Copy every record below exactly as written, but leave out the pictures.

────────

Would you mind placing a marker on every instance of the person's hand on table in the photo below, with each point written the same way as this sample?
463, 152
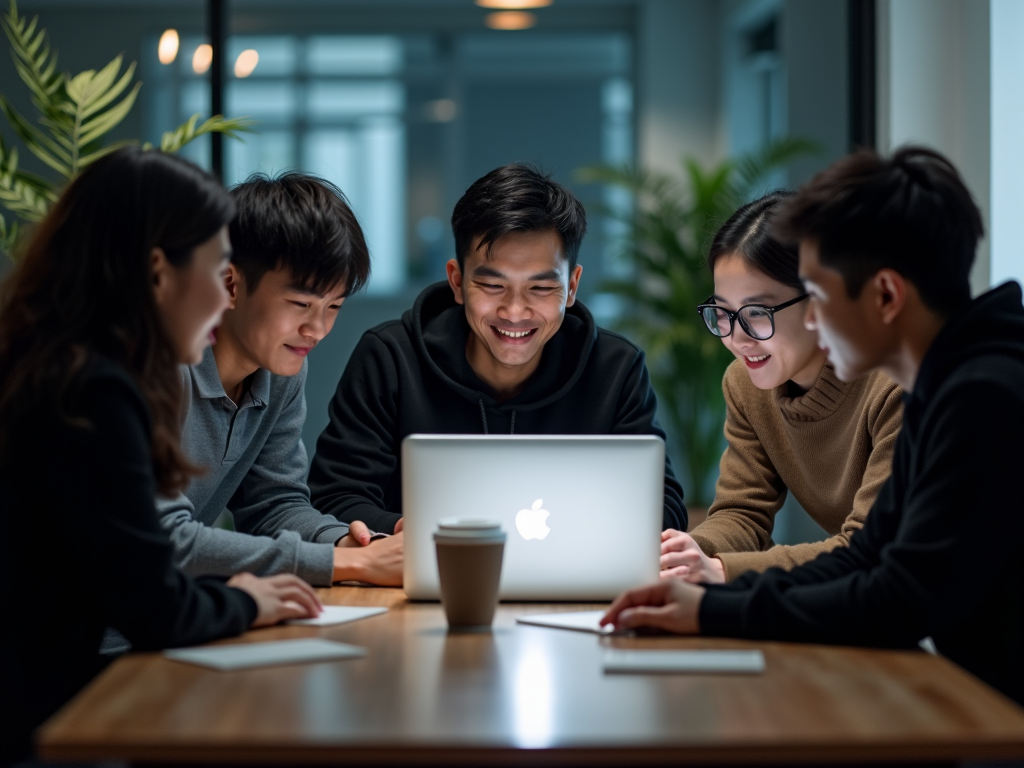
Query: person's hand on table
379, 562
279, 597
358, 536
670, 605
683, 558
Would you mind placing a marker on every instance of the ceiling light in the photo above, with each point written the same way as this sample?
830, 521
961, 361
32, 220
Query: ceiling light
246, 62
514, 4
168, 47
202, 58
510, 19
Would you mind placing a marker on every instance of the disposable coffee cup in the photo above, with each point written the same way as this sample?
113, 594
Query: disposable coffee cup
469, 564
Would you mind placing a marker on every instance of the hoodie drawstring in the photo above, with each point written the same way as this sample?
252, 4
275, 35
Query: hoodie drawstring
483, 418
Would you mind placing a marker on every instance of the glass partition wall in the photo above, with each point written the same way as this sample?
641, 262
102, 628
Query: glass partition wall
403, 121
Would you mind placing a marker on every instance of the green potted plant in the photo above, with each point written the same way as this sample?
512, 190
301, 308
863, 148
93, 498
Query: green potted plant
76, 114
669, 231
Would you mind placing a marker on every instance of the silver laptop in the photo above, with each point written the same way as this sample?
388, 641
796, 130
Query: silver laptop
582, 514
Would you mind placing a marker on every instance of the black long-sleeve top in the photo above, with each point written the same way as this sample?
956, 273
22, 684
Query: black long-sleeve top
940, 554
412, 376
82, 550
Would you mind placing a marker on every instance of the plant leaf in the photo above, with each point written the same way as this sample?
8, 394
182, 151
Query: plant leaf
39, 144
107, 121
187, 131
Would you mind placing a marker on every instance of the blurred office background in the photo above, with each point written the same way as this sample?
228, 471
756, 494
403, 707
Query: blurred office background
404, 102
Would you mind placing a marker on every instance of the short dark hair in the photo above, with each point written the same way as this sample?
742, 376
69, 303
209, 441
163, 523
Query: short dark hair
910, 212
517, 198
302, 223
749, 233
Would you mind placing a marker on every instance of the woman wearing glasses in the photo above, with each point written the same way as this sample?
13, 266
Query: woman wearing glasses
791, 425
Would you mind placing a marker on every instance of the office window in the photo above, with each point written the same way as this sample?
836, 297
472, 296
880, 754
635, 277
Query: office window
404, 123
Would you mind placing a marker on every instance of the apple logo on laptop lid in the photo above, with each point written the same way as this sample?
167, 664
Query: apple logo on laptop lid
530, 522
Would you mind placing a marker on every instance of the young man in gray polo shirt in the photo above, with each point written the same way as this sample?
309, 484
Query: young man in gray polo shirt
298, 252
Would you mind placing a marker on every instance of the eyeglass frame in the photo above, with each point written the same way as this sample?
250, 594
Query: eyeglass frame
733, 315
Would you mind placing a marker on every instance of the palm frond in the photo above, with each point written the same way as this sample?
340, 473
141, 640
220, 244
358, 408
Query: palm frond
187, 131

────────

## [Response to the exercise]
Would you mind placing a marker on every instance of the person's hand on table in the photo below, with each point written the same way as this sample?
463, 152
Query: person's hand on table
379, 562
279, 597
358, 536
670, 605
683, 558
Would you mind placing a marker on every instance of the ceiling light in the photo above, with each point written the same way as this sample?
830, 521
961, 361
32, 220
Query: ceiling light
246, 62
514, 4
168, 47
202, 58
510, 19
Would you mind placing a marker on every instance of the disposable coffee cup in the photo above, with each point written the same way as this sample?
113, 594
Query: disposable coffee cup
469, 564
Would you mind placing a marker on every instance of the hoodie drawstring in the photo above, with each point written the same way as this sample?
252, 4
275, 35
Query: hoodie drawstring
483, 418
Would you mind placing a marker on every instance of the glass partition wall in the photo above, with each point written the same way as this sample?
641, 262
102, 628
Query: glass partition wall
403, 121
Would you mind placing a marker on every instance of the green potted plant in the photo above, with each point written the same way as this sample?
512, 190
301, 308
863, 148
93, 498
Query: green potted plant
76, 114
669, 231
Would you mind placing a marker on every instance of the silver laptop in the photo above, with each point written the same way as this sample?
388, 641
796, 130
Query: silver laptop
582, 514
Would you mind placing a marker on every instance of the black long-sleeve top in the photo above, with each point written the same way as this sample?
956, 273
22, 684
Query: black long-sleeve top
940, 554
412, 376
82, 550
Would you mind placing a marker on every instance of the plant leaf in the photo above, with each point written the same way as this sample?
8, 394
182, 151
Query: plant leaf
39, 144
107, 121
187, 131
Would you mind placing a marker on every instance of the blurred office background in the photo above, with each point written the same way as this sample?
228, 471
756, 494
403, 707
Query: blurred office background
404, 102
Would you mind placing a marker on every instance of the short dark hair in the photo above, with each point written the same way as this sample?
742, 376
69, 303
209, 441
163, 523
Query: short dark hair
910, 212
517, 198
302, 223
749, 233
Would you mind placing a marker on every instance of the woman wearing glasses in the photo above, with each point written the same way as this sample?
13, 266
Query: woman wearing glasses
791, 425
Would you mind placing a marker on every instance of the office window in the photo above, with each point written the same way as this sample?
836, 297
472, 296
880, 754
635, 277
Query: office window
404, 123
Would you mind placing a marker on every instance of the apple logo on laptop lid in the photo above, with each point written the same way as this sample?
167, 664
Query: apple logo on laptop lid
530, 522
Would you mind placing a marker on every instance of the young man in gray polo shirt in the photo above, with each point written the same way as this sample?
309, 484
Query: young man in gray polo shirt
298, 252
Would you mind placing a marker on every instance of the eyeglass frame in the photo above, with each point written the same way as this sample?
250, 594
Query: eyeglass frame
733, 315
Would you mind placing a marker on every instance of the palm frond in the photo above, with each point written the same way as this sample?
340, 473
141, 640
220, 244
358, 408
Query: palm frond
187, 131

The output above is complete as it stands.